50-Word Writing Challenge for $5 SBD
Monetizing talent—something we’d all love to do. I’ve found that contests on Steemit are a great way to accomplish this. No, we can’t win them all. But if everybody gets a takeaway, then nobody loses.
A LITTLE ABOUT ME AND THE FICTION WORKSHOP
I’ve been serving as co-mod of the MSP Discord Fiction Workshop channel for a brief time, and the interest and enthusiasm I’ve seen from minnow writers is unlike anything I’ve seen in other workshops. The level of raw talent is mind-blowing. Many of these writers are new to the craft, fresh-faced and eager but lacking structure and discipline. That’s no crime. In fact, that’s exactly the kind of writer I was born to work with.
I’ve been a participant in the Internet Writers Workshop (IWW) for nearly a decade. In my opinion, it’s the best critique circle on the web. But it’s a blood sport—members need a certain level of writing skill and a very thick hide to survive there. It’s no place for a newbie.
So what else is out there? Any other online critique groups to help inexperienced writers perfect their craft? I’m sure they exist. I’m not personally aware of them.

▶ **DATASET CONTENT**
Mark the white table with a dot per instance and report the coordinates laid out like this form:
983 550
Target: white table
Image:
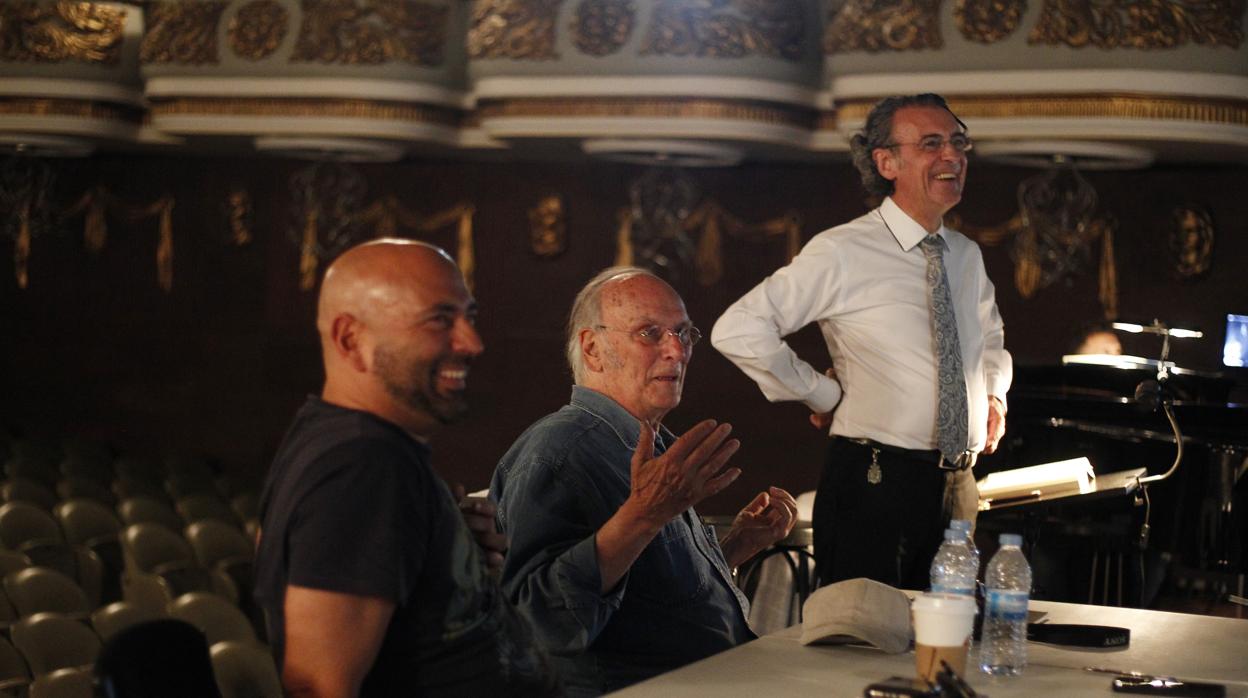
1191 647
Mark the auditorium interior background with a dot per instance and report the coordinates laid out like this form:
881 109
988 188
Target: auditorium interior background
176 174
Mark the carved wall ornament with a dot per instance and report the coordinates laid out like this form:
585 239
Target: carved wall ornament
603 26
97 202
513 29
1191 241
1055 231
665 216
726 29
61 31
372 33
1140 24
240 216
257 29
884 25
548 227
989 20
181 33
25 192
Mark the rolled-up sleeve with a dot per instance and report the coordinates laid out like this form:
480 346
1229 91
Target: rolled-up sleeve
552 572
750 334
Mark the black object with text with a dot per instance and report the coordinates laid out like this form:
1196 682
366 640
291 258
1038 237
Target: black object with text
1167 686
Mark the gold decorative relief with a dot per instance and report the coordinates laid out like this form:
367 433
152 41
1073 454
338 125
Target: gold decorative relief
987 20
603 26
884 25
513 29
372 33
1191 241
181 33
257 29
60 31
1140 24
726 29
548 227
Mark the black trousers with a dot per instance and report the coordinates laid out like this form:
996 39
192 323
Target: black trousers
884 523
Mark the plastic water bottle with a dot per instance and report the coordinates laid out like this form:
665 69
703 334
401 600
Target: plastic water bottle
965 527
952 568
1004 648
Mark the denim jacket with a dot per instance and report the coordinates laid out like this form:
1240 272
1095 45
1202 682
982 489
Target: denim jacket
554 488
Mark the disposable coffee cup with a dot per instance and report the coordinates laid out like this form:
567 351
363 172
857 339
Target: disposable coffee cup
944 624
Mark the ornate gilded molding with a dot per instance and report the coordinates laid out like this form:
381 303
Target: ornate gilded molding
603 26
61 31
1140 24
257 29
372 33
1081 106
884 25
548 227
181 33
306 108
513 29
987 21
726 29
51 106
674 108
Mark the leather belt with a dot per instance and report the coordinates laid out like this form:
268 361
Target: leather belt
965 460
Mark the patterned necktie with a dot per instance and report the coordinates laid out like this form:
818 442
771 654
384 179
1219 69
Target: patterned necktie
951 417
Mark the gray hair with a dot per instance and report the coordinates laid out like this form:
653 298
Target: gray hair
587 311
877 132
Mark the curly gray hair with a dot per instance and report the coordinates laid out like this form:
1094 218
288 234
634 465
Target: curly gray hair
587 312
877 132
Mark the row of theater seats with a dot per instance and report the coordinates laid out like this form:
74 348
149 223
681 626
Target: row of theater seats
96 547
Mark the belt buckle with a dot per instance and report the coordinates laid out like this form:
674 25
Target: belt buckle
965 460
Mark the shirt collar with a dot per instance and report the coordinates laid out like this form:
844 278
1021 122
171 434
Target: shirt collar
906 230
617 417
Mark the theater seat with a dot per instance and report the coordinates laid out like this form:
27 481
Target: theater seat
245 671
64 683
39 589
156 659
216 617
51 642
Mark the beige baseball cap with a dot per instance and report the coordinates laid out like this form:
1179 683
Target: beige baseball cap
856 611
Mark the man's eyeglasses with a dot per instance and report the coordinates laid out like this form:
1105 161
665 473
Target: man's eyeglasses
654 335
961 142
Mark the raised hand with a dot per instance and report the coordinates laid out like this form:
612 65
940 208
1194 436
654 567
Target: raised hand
764 521
478 513
687 473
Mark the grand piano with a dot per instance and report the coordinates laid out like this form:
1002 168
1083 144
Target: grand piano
1095 547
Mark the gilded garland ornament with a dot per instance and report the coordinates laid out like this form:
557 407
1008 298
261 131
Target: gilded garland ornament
513 29
884 25
603 26
548 227
726 29
1140 24
257 29
61 31
1191 241
181 33
989 21
372 33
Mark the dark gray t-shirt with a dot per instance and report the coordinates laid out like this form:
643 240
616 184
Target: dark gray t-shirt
351 505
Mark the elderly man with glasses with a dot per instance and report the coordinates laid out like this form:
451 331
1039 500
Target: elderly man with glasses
608 558
919 371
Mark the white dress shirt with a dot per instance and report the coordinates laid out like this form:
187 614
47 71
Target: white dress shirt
865 284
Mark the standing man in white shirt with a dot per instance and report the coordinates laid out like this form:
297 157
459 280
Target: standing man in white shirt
919 372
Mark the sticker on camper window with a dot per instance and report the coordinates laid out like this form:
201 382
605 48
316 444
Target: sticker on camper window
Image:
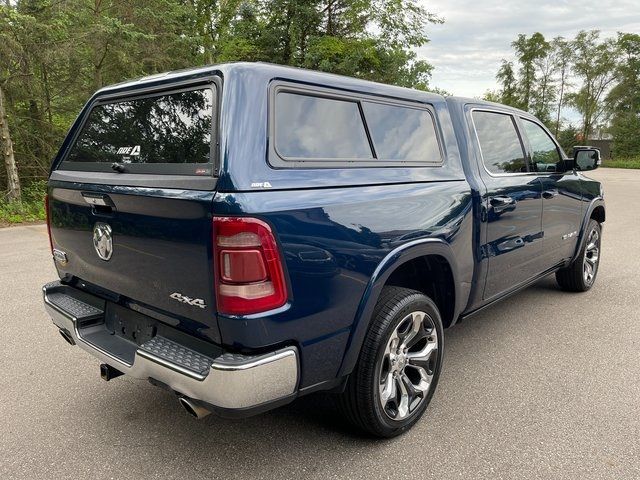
135 150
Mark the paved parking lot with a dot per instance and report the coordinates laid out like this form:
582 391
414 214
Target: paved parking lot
543 385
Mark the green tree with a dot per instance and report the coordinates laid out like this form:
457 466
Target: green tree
509 84
529 52
564 58
595 67
624 98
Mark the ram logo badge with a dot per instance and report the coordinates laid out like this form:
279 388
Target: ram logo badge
102 240
194 302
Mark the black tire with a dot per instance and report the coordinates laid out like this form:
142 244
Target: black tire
361 402
575 278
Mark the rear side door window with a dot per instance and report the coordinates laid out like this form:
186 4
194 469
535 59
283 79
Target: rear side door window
500 145
545 156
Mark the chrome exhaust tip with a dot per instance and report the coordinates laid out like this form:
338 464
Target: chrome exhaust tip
67 336
193 408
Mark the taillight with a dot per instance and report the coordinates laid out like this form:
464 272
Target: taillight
47 215
248 267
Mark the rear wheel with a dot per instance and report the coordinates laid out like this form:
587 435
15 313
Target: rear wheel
399 364
581 274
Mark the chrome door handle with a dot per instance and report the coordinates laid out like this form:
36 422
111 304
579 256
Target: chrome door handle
501 203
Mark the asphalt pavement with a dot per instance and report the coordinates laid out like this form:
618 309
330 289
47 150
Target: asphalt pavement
545 384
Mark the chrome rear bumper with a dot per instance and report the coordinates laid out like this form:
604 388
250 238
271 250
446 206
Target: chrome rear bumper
229 381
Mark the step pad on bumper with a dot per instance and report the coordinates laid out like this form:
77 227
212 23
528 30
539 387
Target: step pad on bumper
175 354
73 306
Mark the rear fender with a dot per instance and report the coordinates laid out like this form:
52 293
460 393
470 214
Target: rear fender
595 203
397 257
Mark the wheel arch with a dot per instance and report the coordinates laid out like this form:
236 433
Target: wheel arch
595 210
394 262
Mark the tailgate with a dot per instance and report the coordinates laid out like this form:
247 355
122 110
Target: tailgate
150 248
130 199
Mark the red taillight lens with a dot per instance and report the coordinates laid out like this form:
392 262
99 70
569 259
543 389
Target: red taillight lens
248 268
47 215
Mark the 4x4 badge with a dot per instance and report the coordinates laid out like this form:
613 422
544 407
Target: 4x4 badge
102 240
194 302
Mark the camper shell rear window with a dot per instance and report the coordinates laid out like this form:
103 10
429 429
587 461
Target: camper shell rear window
167 132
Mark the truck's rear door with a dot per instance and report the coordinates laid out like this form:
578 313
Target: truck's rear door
130 201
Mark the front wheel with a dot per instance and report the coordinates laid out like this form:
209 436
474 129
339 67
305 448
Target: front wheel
581 274
399 364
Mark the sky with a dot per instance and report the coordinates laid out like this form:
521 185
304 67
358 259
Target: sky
466 50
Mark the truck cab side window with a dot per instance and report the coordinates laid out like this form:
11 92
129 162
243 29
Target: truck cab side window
544 152
500 144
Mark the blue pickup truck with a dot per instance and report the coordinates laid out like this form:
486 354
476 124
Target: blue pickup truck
246 234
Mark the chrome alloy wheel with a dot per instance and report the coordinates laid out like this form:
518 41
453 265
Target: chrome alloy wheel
408 365
591 256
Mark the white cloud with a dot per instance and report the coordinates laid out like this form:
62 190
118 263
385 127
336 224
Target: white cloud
467 49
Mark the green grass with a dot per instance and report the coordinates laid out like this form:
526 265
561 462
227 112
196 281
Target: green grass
633 162
31 209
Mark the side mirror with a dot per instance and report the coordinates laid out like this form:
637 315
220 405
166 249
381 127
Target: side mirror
587 159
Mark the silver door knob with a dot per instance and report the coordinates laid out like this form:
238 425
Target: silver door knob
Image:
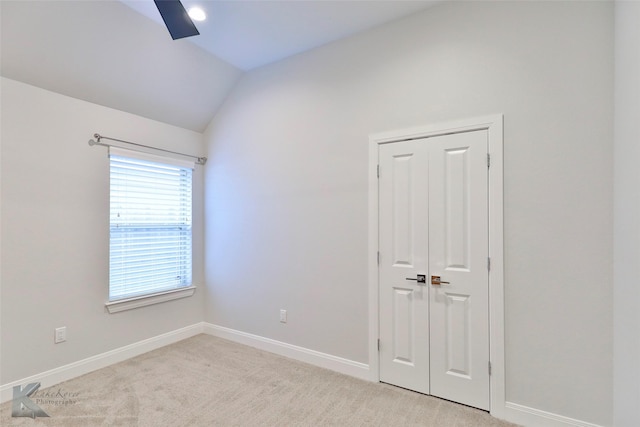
435 280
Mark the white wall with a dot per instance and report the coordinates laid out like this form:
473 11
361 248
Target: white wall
286 185
55 231
627 215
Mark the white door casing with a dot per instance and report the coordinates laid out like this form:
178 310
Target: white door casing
455 258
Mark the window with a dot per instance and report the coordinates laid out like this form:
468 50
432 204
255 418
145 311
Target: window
150 226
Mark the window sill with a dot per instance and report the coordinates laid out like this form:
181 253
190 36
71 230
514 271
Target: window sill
141 301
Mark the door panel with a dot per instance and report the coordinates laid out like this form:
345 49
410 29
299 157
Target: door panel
433 220
404 304
458 251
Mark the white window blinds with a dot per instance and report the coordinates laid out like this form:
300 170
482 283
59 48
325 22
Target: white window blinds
150 224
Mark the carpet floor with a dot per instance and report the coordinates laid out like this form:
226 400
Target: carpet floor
208 381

▶ **JOB 1**
According to the post about the writing challenge, how long has the writer taken part in the Internet Writers Workshop?
▶ **JOB 2**
Say whether each statement agrees with the post about the writing challenge, answering yes or no and quoting the deciding words. (a) The writer has co-moderated the MSP Discord Fiction Workshop channel for many years. (b) The writer regards the Internet Writers Workshop as the best critique circle on the web. (c) The writer personally knows of other online critique groups for inexperienced writers.
▶ **JOB 3**
Turn the paragraph of the post about the writing challenge that begins "I’ve been serving as co-mod" into a short list that keeps its main facts.

▶ **OUTPUT 1**
Nearly a decade.

▶ **OUTPUT 2**
(a) No: "for a brief time"
(b) Yes: "In my opinion, it’s the best critique circle on the web."
(c) No: "I’m not personally aware of them."

▶ **OUTPUT 3**
- Has co-moderated the MSP Discord Fiction Workshop channel for a brief time.
- Has seen more interest and enthusiasm from minnow writers there than in other workshops.
- Finds their raw talent mind-blowing.
- Notes that many are new to the craft, eager, and lacking structure and discipline, which is no crime.
- Sees them as exactly the kind of writer the co-mod was born to work with.